Region pointing data:
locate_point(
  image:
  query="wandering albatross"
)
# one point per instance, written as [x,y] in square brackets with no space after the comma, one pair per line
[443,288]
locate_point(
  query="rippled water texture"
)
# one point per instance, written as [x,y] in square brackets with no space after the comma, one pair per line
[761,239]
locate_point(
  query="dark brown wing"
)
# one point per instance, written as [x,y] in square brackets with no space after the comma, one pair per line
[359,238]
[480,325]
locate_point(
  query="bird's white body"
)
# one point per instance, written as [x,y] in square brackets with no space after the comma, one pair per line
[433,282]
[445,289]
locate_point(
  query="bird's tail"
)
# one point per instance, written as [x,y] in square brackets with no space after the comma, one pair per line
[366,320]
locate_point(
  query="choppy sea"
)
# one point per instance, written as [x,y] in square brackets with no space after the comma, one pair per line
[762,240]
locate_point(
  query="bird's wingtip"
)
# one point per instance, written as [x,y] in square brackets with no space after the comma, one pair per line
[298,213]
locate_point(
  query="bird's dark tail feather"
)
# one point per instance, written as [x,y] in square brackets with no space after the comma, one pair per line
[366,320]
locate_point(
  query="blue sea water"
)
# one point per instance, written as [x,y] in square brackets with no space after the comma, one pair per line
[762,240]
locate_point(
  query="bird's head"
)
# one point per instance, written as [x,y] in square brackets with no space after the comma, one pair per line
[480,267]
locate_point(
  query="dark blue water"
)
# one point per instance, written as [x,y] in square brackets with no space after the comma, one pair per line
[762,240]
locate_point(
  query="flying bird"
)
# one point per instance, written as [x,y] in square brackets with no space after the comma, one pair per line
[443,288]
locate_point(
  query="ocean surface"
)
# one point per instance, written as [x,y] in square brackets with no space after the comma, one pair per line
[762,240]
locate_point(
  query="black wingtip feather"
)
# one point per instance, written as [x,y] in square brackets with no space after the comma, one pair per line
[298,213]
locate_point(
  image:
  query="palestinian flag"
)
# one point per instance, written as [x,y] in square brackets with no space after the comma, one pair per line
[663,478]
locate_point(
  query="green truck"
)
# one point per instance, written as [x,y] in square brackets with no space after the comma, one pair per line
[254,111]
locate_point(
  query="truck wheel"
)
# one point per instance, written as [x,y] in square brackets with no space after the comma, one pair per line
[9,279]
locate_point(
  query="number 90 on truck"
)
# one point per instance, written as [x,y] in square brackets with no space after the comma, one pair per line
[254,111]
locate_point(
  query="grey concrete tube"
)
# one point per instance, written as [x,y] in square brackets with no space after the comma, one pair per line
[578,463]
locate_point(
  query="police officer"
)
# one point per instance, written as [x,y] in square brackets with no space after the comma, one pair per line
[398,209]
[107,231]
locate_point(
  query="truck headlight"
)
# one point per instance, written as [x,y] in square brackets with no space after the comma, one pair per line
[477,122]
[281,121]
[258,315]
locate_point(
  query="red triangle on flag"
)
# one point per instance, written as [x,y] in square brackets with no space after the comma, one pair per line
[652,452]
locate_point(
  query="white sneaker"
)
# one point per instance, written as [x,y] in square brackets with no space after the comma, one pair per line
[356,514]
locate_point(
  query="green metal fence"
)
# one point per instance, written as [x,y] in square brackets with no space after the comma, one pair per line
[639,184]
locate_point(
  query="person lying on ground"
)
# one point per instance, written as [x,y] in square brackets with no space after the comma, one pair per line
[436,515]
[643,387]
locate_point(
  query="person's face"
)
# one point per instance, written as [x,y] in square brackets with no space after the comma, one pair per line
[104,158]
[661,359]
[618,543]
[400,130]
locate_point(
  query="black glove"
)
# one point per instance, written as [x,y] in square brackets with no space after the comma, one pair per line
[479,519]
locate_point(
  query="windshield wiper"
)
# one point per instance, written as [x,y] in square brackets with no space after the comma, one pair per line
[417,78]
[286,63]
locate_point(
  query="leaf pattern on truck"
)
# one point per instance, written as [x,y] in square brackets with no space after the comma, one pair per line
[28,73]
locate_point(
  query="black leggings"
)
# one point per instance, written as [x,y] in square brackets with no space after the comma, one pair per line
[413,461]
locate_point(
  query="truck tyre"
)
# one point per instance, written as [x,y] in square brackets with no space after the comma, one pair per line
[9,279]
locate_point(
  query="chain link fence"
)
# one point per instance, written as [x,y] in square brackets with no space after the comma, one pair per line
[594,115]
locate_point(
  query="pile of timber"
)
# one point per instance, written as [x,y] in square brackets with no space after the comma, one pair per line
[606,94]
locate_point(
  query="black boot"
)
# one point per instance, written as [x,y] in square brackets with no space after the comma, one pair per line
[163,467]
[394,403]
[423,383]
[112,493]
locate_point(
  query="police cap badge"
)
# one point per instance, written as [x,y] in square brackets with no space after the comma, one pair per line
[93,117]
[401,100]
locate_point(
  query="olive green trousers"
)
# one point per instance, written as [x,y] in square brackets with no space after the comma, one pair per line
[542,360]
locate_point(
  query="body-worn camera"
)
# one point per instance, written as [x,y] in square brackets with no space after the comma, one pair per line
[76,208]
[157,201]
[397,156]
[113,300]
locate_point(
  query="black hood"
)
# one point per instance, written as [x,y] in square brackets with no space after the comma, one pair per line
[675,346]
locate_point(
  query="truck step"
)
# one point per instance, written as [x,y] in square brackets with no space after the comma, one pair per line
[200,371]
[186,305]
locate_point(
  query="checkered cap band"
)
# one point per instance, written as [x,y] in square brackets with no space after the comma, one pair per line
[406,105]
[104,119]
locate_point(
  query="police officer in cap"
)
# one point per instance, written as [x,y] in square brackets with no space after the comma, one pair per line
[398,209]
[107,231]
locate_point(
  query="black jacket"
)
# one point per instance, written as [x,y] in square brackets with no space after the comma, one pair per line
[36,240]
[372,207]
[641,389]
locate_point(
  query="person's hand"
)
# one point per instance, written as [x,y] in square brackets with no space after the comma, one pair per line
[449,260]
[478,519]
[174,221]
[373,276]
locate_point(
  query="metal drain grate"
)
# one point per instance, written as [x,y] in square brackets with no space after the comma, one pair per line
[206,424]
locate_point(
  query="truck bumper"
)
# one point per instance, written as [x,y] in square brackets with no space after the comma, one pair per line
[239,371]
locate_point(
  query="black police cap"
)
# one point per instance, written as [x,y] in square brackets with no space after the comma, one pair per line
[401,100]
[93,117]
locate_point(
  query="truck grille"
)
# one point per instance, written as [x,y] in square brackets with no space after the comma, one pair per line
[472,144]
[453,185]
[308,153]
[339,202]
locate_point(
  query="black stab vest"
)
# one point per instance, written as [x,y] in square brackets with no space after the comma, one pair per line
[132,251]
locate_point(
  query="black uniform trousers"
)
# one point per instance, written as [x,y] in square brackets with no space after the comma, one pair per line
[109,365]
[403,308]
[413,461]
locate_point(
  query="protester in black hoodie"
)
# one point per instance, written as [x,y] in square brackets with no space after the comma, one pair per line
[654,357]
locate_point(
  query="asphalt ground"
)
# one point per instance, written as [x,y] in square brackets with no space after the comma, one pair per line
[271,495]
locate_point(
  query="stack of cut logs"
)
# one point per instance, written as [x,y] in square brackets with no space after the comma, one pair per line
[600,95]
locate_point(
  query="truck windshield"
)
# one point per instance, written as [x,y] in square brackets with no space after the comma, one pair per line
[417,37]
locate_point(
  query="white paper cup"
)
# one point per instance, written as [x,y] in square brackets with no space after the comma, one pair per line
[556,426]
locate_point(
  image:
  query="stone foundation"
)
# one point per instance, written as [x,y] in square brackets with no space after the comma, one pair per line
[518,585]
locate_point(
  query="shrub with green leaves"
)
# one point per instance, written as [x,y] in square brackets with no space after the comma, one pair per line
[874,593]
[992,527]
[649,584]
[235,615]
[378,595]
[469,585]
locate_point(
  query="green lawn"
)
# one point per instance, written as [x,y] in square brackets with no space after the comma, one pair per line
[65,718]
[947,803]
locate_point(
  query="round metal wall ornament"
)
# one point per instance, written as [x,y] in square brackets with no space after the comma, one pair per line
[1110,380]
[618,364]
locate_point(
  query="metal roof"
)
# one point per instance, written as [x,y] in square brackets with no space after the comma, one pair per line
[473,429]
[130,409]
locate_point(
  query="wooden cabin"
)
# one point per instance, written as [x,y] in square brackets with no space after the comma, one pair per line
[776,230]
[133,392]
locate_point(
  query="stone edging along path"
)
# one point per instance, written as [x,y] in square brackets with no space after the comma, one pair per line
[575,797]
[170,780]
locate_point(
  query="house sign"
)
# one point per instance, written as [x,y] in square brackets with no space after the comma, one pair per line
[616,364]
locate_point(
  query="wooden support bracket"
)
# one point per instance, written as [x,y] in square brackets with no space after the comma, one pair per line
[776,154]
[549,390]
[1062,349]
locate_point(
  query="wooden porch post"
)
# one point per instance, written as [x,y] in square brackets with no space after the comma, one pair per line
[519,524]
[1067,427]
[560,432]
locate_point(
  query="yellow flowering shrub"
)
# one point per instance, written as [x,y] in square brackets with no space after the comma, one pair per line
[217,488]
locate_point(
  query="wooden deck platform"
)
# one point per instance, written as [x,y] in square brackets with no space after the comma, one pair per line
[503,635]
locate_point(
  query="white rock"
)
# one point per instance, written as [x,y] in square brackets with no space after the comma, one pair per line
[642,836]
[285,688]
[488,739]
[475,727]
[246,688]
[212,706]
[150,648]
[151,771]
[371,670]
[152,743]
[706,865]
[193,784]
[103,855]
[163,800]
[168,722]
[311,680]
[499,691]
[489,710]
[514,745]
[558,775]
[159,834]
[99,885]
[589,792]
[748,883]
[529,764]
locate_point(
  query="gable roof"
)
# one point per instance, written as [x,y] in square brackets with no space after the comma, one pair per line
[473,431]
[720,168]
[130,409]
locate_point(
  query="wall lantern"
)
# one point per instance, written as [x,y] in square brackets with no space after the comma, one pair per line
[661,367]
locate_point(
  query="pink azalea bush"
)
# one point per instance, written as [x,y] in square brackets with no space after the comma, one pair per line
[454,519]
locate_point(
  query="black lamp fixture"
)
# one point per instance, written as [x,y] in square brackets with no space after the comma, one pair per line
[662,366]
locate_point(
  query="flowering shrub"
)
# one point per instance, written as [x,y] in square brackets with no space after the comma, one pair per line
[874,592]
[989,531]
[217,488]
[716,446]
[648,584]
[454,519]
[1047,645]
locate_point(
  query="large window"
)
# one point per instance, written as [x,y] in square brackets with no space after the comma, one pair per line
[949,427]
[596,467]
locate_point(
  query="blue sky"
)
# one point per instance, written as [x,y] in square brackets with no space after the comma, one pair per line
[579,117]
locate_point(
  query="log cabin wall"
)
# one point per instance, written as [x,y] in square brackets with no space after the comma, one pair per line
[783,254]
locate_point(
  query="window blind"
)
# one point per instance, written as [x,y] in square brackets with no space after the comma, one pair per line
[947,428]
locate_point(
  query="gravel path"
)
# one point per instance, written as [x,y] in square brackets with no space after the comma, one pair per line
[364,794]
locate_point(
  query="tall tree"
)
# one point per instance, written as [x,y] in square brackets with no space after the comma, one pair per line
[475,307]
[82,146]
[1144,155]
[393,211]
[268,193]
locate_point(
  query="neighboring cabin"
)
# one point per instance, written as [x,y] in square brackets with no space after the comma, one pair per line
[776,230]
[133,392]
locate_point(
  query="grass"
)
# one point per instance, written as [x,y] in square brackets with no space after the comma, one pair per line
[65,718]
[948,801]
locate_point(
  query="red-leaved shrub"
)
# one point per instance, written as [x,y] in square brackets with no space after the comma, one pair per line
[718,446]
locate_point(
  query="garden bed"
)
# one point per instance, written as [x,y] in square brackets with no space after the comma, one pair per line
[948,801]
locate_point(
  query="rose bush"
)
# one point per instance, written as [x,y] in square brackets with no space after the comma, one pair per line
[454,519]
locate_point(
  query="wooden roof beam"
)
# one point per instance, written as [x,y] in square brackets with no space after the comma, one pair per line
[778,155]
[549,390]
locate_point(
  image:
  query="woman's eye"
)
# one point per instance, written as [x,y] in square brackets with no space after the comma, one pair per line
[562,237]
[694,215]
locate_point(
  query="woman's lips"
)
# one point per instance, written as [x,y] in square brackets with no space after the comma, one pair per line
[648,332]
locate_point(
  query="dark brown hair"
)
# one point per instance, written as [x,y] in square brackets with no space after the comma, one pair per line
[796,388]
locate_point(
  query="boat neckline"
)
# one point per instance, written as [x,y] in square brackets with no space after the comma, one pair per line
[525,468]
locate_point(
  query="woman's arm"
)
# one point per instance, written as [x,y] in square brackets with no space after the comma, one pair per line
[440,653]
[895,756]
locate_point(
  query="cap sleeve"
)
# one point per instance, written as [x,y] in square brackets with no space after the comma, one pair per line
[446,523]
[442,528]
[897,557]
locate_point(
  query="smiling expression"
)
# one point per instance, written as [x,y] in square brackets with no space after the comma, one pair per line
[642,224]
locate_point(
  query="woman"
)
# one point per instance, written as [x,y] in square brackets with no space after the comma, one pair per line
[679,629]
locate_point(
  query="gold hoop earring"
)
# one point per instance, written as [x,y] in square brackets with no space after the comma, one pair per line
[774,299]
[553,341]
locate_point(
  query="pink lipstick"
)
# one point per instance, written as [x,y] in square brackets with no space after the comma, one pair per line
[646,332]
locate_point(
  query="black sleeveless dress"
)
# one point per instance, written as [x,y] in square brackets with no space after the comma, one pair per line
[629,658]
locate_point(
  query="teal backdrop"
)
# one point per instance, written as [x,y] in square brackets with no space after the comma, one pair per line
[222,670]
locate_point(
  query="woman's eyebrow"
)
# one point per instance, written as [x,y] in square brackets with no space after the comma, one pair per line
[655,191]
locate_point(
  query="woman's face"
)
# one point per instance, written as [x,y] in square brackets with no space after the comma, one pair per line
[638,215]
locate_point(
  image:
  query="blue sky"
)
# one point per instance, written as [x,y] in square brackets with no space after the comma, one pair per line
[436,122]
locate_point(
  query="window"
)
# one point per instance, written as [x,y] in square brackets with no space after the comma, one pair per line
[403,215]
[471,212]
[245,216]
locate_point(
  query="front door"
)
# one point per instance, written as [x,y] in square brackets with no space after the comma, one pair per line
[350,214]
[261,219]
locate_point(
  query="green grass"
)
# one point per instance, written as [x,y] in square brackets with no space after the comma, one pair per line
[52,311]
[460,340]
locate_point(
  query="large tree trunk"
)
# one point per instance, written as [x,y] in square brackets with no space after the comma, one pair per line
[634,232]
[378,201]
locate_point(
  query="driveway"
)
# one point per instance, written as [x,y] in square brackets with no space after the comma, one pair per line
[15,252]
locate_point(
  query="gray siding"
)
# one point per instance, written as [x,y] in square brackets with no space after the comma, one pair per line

Your instructions - Report how many lines in these entries contain "officer". Answer with the number only.

Exercise output - 2